=== EXERCISE DETAILS ===
Are you able to quote each entry exactly as written?

=== RECORDS SUPPLIED ===
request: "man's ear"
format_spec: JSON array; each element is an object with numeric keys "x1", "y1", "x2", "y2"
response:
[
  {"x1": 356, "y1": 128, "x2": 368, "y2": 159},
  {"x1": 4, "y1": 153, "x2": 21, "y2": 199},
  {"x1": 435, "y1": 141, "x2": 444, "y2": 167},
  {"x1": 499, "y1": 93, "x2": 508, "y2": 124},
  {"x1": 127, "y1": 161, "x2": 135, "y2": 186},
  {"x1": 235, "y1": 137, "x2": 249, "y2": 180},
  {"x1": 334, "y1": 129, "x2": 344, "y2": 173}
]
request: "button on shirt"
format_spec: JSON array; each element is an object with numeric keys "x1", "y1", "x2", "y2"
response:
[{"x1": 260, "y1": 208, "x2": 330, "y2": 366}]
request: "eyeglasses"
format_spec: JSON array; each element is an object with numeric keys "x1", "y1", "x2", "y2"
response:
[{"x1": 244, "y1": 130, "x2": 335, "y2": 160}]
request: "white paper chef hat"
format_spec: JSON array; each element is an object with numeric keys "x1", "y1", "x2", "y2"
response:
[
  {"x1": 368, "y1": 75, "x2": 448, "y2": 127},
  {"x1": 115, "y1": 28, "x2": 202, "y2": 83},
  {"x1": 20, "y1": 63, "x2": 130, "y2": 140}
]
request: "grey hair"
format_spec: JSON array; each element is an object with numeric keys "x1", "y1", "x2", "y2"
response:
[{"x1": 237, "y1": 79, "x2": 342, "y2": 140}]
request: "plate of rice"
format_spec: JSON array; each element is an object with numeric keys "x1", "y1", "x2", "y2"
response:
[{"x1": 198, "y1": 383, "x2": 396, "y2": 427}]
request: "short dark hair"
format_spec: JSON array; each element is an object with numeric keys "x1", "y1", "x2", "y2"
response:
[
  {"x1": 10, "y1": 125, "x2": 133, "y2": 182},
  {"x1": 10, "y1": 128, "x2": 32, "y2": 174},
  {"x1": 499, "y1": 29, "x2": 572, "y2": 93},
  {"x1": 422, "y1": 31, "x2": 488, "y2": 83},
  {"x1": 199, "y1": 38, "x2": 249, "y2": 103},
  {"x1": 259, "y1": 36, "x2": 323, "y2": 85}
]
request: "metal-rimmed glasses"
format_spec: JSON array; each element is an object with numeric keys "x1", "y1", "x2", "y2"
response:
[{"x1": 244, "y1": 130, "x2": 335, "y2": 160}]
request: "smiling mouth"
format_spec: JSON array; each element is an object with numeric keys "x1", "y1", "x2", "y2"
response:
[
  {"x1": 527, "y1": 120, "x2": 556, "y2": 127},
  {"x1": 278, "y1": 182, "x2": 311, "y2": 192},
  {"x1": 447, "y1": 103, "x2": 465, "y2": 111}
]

=== RESULT FOR THIS TASK ===
request: "man's ear"
format_spec: JSON array; each element is an object with numeric keys "x1", "y1", "x2", "y2"
response:
[
  {"x1": 356, "y1": 128, "x2": 368, "y2": 159},
  {"x1": 4, "y1": 153, "x2": 21, "y2": 199},
  {"x1": 435, "y1": 141, "x2": 444, "y2": 167},
  {"x1": 499, "y1": 93, "x2": 508, "y2": 124},
  {"x1": 127, "y1": 161, "x2": 135, "y2": 186},
  {"x1": 235, "y1": 137, "x2": 249, "y2": 180},
  {"x1": 334, "y1": 129, "x2": 344, "y2": 173}
]
request: "button on shirt"
format_spec: JSON array; each element is an object with numeric keys "x1", "y1", "x2", "y2"
response:
[{"x1": 260, "y1": 208, "x2": 330, "y2": 366}]
request: "eyeglasses"
format_spec: JSON array; each element is an object with numeric keys "x1", "y1", "x2", "y2"
response:
[{"x1": 244, "y1": 130, "x2": 335, "y2": 160}]
request: "white paper chef hat"
format_spec: JSON array; each element is an object with numeric keys "x1", "y1", "x2", "y2"
response:
[
  {"x1": 368, "y1": 75, "x2": 448, "y2": 127},
  {"x1": 115, "y1": 28, "x2": 202, "y2": 83},
  {"x1": 20, "y1": 63, "x2": 130, "y2": 140}
]
request: "grey hair"
format_spec: JSON array; each element is an object with numeric keys "x1", "y1", "x2", "y2"
response:
[{"x1": 237, "y1": 79, "x2": 342, "y2": 140}]
request: "plate of rice"
format_spec: JSON array; each element is an object with numeric keys "x1", "y1", "x2", "y2"
response:
[{"x1": 198, "y1": 383, "x2": 396, "y2": 427}]
request: "short dark hair"
format_spec: JSON array; each element is an object with numeric keys "x1", "y1", "x2", "y2"
response:
[
  {"x1": 10, "y1": 125, "x2": 133, "y2": 182},
  {"x1": 10, "y1": 128, "x2": 32, "y2": 174},
  {"x1": 499, "y1": 29, "x2": 572, "y2": 93},
  {"x1": 422, "y1": 31, "x2": 488, "y2": 83},
  {"x1": 199, "y1": 38, "x2": 249, "y2": 103},
  {"x1": 259, "y1": 36, "x2": 323, "y2": 85}
]
request: "metal-rimmed glasses"
format_spec: JSON array; each element is an object with numeric keys "x1", "y1", "x2", "y2"
response:
[{"x1": 244, "y1": 130, "x2": 335, "y2": 160}]
request: "smiling mouth"
format_spec: JSON array; each element is an object with numeric keys "x1", "y1", "x2", "y2"
response:
[
  {"x1": 527, "y1": 120, "x2": 556, "y2": 127},
  {"x1": 278, "y1": 182, "x2": 311, "y2": 192},
  {"x1": 447, "y1": 103, "x2": 465, "y2": 111}
]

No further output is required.